──────── Document passage ────────

Yeah, this is looking like just yet another instance of TACO.
Was it the ICE visit to the meat-packing plant that triggered this backing down from what he said?
ICE detains workers at Omaha meat plant, drawing hundreds of protesters: What we know
www.farmersadvance.com
... An immigration raid at an Omaha meat-packing plant June 10 prompted protests after dozens of workers were detained.
The raid by Immigration and Customs Enforcement targeted Glenn Valley Foods, which said it was surprised by the raid and had followed the rules regarding immigration status, Reuters reported.
Federal agents executed a search warrant at 9 a.m., and a busload of workers was driven away to an unknown destination, according to the Omaha World-Herald. The activity led to protests involving hundreds of people who gathered along nearby streets. ...
TACO, TACO,TACO man:
Inside Trump's Extraordinary Turnaround on Immigration Raidswww.nytimes.com
President Trump's decision to pause most raids targeting farms and hospitality workers took many inside the White House by surprise. It came after intensive lobbying by his agriculture secretary.
Inside the West Wing, top White House officials were caught off guard--and furious at Ms. Rollins. Many of Mr. Trump's top aides, particularly Stephen Miller, his deputy chief of staff, have urged a hard-line approach, targeting all immigrants without legal status to fulfill the president's promise of the biggest deportation campaign in American history.

──────── Provided data ────────

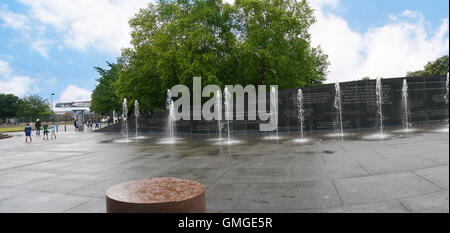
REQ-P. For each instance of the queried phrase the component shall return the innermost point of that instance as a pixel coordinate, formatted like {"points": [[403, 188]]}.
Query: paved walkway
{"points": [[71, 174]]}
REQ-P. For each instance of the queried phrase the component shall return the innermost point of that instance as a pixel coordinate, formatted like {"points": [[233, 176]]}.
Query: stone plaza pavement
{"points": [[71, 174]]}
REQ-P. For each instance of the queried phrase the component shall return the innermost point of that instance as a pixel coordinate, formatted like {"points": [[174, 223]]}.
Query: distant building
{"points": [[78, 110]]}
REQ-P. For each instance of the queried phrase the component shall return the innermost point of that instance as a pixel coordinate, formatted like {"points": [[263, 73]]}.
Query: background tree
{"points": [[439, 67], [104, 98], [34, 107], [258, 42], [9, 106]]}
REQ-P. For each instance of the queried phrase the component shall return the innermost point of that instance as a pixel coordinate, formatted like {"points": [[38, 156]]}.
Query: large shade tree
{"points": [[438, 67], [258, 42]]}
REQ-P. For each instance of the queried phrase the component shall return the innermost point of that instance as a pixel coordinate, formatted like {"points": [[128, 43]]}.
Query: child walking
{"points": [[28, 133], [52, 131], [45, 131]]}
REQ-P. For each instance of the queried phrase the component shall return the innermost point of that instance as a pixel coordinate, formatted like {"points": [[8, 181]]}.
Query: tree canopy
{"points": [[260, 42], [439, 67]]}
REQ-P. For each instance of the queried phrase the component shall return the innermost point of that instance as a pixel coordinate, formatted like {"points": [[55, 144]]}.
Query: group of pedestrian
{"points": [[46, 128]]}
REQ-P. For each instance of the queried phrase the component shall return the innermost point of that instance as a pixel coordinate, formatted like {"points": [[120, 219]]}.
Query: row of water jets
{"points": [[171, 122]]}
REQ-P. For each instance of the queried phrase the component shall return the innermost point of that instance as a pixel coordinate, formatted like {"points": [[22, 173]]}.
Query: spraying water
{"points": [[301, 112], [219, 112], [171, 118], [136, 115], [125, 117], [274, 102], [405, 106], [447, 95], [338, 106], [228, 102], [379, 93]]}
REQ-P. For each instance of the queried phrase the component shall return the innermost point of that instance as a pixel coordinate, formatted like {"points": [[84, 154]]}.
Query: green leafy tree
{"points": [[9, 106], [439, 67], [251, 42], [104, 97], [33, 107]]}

────────

# Complete the following
1. Answer these questions using the text on immigration raids.
(a) Which company was targeted by the ICE raid in Omaha?
(b) At what time did federal agents execute the search warrant?
(c) What position does the text give for Stephen Miller?
2. Take the text on immigration raids further, beginning right after its final sentence.
The records have no connection to the text on immigration raids.

# Responses in order
1.
(a) Glenn Valley Foods
(b) 9 a.m.
(c) Deputy chief of staff

2.
But the decision had been made. Later on Thursday, a senior official with Immigration and Customs Enforcement, Tatum King, sent an email to regional leaders at the agency informing them of new guidance. Agents were to "hold on all work site enforcement investigations/operations on agriculture (including aquaculture and meat packing plants), restaurants and operating hotels."
But the president's decision to shield farmers and the hospitality industry--a business he knows well from his years as an owner of luxury hotels--reveals the tension between his deportation efforts and concerns about maintaining crucial support in his political coalition.
"It's entirely predictable that Trump would backpedal on enforcement in the sectors he cares about " hospitality, where his own businesses operate, and agriculture, where his voters are over represented," said Wayne Cornelius, a professor emeritus at the University of California, San Diego, who researched immigrant labor.